Task material:
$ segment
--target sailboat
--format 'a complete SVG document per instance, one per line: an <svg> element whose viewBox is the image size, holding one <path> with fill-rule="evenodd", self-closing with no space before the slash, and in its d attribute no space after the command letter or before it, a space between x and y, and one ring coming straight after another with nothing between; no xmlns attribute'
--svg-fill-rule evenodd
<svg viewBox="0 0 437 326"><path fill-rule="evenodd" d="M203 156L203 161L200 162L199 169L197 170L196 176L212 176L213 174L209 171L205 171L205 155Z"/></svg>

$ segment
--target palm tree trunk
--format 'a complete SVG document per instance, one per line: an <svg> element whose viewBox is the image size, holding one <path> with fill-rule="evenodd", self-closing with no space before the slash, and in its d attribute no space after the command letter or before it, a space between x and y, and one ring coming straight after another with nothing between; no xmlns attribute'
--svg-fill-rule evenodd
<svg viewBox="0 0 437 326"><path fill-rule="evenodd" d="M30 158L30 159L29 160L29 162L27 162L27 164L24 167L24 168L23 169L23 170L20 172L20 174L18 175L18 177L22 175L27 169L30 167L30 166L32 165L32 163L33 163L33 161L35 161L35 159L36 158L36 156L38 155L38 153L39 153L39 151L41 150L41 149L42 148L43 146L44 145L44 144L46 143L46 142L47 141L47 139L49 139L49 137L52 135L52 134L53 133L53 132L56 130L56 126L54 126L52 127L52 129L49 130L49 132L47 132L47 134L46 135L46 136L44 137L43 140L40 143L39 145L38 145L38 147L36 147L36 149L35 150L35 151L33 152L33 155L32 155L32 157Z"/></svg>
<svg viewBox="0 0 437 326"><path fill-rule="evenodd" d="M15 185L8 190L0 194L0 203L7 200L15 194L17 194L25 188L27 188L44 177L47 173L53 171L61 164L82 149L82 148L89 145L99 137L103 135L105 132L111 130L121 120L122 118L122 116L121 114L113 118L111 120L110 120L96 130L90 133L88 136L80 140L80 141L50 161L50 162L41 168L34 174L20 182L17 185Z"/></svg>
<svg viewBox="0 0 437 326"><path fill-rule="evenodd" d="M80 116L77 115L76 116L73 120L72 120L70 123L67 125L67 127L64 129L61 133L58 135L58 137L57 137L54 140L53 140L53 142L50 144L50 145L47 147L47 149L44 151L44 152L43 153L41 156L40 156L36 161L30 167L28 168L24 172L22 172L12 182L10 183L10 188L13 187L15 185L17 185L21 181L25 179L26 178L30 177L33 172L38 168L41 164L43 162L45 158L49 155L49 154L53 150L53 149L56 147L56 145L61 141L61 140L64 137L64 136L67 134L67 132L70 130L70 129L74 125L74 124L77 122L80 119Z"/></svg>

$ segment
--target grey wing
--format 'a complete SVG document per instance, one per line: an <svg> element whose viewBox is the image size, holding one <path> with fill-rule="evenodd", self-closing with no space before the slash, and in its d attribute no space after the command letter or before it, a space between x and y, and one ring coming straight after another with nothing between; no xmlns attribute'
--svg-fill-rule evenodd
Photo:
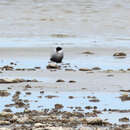
<svg viewBox="0 0 130 130"><path fill-rule="evenodd" d="M61 62L62 61L62 59L63 59L63 53L54 53L54 54L52 54L51 55L51 58L50 58L50 60L51 61L55 61L55 62Z"/></svg>

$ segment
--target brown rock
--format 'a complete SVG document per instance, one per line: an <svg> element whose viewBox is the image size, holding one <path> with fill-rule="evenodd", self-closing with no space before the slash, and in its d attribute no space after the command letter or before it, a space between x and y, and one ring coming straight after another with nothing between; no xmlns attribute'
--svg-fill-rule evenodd
<svg viewBox="0 0 130 130"><path fill-rule="evenodd" d="M118 58L125 58L127 55L124 52L116 52L113 54L113 56L118 57Z"/></svg>

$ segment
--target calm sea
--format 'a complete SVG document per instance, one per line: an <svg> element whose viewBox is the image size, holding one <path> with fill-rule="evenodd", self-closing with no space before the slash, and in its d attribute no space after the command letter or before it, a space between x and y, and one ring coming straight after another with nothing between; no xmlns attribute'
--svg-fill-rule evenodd
<svg viewBox="0 0 130 130"><path fill-rule="evenodd" d="M129 0L0 0L0 47L130 47Z"/></svg>

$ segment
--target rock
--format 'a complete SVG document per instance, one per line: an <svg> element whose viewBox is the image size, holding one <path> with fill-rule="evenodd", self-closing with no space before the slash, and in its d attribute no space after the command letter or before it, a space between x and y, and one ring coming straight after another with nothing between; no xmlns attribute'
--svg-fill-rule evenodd
<svg viewBox="0 0 130 130"><path fill-rule="evenodd" d="M119 119L120 122L129 122L129 118L124 117Z"/></svg>
<svg viewBox="0 0 130 130"><path fill-rule="evenodd" d="M25 88L32 88L29 84L27 84L26 86L25 86Z"/></svg>
<svg viewBox="0 0 130 130"><path fill-rule="evenodd" d="M11 112L0 112L0 117L12 117L13 115Z"/></svg>
<svg viewBox="0 0 130 130"><path fill-rule="evenodd" d="M0 79L0 83L21 83L21 82L38 82L37 80L24 80L24 79Z"/></svg>
<svg viewBox="0 0 130 130"><path fill-rule="evenodd" d="M89 101L90 101L90 102L100 102L99 99L90 99Z"/></svg>
<svg viewBox="0 0 130 130"><path fill-rule="evenodd" d="M35 128L44 127L44 124L42 124L42 123L35 123L34 127Z"/></svg>
<svg viewBox="0 0 130 130"><path fill-rule="evenodd" d="M64 106L62 104L55 104L55 109L62 109Z"/></svg>
<svg viewBox="0 0 130 130"><path fill-rule="evenodd" d="M81 128L79 128L79 130L92 130L92 129L91 128L86 128L86 127L81 127Z"/></svg>
<svg viewBox="0 0 130 130"><path fill-rule="evenodd" d="M40 91L40 93L41 93L41 94L43 94L43 93L44 93L44 91Z"/></svg>
<svg viewBox="0 0 130 130"><path fill-rule="evenodd" d="M92 71L92 70L88 68L80 68L79 71Z"/></svg>
<svg viewBox="0 0 130 130"><path fill-rule="evenodd" d="M114 57L125 58L127 55L124 52L116 52L113 54Z"/></svg>
<svg viewBox="0 0 130 130"><path fill-rule="evenodd" d="M0 120L0 125L10 125L9 121L1 121Z"/></svg>
<svg viewBox="0 0 130 130"><path fill-rule="evenodd" d="M87 121L87 124L90 124L90 125L102 125L103 124L103 120L98 117L88 118L88 119L86 119L86 121Z"/></svg>
<svg viewBox="0 0 130 130"><path fill-rule="evenodd" d="M0 96L1 97L6 97L6 96L9 96L10 93L8 93L6 90L0 90Z"/></svg>
<svg viewBox="0 0 130 130"><path fill-rule="evenodd" d="M19 124L25 124L25 123L28 122L28 120L29 120L29 118L28 118L26 115L24 115L23 117L18 118L18 119L17 119L17 122L18 122Z"/></svg>
<svg viewBox="0 0 130 130"><path fill-rule="evenodd" d="M60 66L58 66L56 63L49 63L47 65L47 69L60 69Z"/></svg>
<svg viewBox="0 0 130 130"><path fill-rule="evenodd" d="M73 99L74 97L73 97L73 96L69 96L68 98L69 98L69 99Z"/></svg>
<svg viewBox="0 0 130 130"><path fill-rule="evenodd" d="M69 83L76 83L76 81L75 80L70 80Z"/></svg>
<svg viewBox="0 0 130 130"><path fill-rule="evenodd" d="M66 127L46 127L46 130L74 130L73 128Z"/></svg>

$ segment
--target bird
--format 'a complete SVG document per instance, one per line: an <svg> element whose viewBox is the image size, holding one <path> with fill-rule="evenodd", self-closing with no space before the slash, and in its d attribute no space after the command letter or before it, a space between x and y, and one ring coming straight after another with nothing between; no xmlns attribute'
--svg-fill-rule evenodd
<svg viewBox="0 0 130 130"><path fill-rule="evenodd" d="M64 57L62 47L56 47L55 52L51 55L50 61L61 63Z"/></svg>

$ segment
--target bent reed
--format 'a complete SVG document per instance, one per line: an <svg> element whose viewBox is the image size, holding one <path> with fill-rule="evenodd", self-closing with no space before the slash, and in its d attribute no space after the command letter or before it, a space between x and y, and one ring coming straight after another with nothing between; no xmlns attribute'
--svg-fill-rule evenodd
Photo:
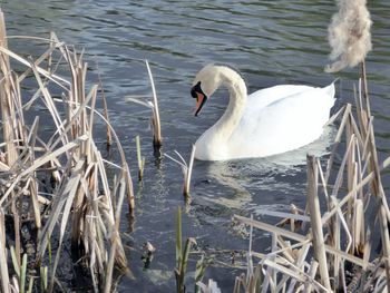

Aim of the exercise:
Write out the records from the start through the line containing "156L203 161L200 162L199", inclusive, as a two-column CSV with the header command,output. Give one row per record, putting its text and its answer each in a single quoted field, with line breaks replaced by spaces.

Output for this exercise:
command,output
"$ segment --target sailboat --format 'a complete SVG document per instance, one per line: an <svg> element whose viewBox is the image size, holding one <path> with fill-rule=""evenodd"", self-closing with no space before the slash, and in its d attribute no space after the command letter or before it, a space between x and y, and one ring coming straight after another with nothing between; no xmlns attribute' --svg-fill-rule evenodd","<svg viewBox=""0 0 437 326""><path fill-rule=""evenodd"" d=""M203 156L203 161L200 162L199 169L197 170L196 176L212 176L213 174L209 171L205 171L205 155Z""/></svg>"